Given data

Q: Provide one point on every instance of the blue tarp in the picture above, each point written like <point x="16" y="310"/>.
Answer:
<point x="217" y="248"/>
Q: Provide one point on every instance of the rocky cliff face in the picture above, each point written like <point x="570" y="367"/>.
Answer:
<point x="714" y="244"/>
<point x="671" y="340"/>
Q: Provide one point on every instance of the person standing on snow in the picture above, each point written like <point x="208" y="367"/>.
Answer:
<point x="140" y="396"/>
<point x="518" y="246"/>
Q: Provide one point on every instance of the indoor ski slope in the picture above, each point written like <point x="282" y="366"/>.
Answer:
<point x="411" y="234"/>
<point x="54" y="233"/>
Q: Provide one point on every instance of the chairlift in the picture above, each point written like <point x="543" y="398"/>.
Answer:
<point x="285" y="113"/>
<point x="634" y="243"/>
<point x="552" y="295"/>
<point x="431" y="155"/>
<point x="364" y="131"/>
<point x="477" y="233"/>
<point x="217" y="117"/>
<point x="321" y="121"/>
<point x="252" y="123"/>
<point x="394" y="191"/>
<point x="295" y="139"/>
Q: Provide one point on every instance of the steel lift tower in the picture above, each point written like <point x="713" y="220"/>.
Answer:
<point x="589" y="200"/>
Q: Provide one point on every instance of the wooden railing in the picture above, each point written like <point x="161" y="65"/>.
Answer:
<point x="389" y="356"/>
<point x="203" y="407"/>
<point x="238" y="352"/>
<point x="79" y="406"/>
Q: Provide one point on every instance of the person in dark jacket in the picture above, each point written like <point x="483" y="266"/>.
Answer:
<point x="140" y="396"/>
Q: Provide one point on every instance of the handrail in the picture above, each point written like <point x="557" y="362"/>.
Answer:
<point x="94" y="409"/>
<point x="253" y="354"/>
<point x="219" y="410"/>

What needs to be done
Every line that contains the string "person" should be copied from the entries.

Answer
Q: Provide one point on every instance of the person standing on snow in the picture above, each point written like <point x="208" y="367"/>.
Q: Provide one point on every instance of the person in dark jacket in the picture above, each point written like <point x="483" y="266"/>.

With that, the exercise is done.